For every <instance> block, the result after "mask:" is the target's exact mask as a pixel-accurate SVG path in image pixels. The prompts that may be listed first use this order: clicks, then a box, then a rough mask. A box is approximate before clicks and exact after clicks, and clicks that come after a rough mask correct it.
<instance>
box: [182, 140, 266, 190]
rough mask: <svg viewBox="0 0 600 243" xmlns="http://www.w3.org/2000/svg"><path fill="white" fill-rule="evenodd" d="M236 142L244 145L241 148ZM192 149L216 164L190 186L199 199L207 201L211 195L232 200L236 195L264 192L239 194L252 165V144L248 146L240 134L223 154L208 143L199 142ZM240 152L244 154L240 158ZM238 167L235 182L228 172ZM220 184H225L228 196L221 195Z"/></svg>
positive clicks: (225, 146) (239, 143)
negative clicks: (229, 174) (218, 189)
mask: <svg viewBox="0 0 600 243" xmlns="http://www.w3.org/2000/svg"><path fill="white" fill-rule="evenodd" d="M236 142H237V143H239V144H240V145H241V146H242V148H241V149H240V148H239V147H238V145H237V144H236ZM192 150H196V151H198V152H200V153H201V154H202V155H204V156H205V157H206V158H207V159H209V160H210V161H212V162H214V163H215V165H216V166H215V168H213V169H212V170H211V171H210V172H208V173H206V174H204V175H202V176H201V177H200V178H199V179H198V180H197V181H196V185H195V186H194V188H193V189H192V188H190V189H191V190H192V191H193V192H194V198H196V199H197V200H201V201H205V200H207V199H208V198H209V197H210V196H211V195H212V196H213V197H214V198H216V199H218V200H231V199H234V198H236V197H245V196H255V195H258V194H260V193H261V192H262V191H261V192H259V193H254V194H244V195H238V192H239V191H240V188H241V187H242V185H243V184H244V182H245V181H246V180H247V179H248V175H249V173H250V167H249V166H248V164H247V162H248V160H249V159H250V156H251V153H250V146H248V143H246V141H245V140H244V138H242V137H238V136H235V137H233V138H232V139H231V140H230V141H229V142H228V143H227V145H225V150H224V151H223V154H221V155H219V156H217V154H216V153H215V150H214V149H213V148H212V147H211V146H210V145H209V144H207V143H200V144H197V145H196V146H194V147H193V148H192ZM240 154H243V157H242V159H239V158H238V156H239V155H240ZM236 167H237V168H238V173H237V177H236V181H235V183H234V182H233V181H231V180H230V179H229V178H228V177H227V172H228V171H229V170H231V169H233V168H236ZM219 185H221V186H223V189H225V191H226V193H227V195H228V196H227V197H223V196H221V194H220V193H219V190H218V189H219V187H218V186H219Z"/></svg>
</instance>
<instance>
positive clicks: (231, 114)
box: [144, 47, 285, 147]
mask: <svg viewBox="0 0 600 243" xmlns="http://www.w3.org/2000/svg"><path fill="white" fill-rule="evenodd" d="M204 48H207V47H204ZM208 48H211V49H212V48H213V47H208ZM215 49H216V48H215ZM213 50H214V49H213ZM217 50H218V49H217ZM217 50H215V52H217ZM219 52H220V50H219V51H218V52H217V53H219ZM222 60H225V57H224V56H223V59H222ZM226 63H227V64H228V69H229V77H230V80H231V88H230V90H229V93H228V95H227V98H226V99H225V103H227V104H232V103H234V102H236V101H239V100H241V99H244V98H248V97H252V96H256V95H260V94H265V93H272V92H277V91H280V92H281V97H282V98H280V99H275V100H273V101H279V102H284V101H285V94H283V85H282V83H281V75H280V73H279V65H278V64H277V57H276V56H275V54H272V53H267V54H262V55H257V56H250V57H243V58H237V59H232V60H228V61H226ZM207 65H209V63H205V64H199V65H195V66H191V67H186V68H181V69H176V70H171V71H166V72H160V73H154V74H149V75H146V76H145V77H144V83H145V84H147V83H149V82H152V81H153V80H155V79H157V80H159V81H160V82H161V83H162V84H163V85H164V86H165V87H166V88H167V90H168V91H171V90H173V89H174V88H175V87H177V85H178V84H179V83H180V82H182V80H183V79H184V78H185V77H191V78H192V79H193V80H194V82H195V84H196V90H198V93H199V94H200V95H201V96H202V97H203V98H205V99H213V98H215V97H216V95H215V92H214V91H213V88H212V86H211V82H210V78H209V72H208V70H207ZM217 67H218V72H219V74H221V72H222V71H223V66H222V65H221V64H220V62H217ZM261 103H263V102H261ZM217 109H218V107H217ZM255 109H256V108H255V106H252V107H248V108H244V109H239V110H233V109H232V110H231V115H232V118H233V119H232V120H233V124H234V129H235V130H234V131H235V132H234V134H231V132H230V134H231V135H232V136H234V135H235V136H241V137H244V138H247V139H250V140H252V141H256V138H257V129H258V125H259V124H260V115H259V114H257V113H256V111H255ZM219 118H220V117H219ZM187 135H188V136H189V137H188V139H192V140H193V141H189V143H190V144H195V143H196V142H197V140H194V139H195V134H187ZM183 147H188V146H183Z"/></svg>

[Your objective]: Read the listing. Report every line that includes the word "positive".

[Solution to this exercise]:
positive clicks: (225, 146) (239, 143)
positive clicks: (231, 114)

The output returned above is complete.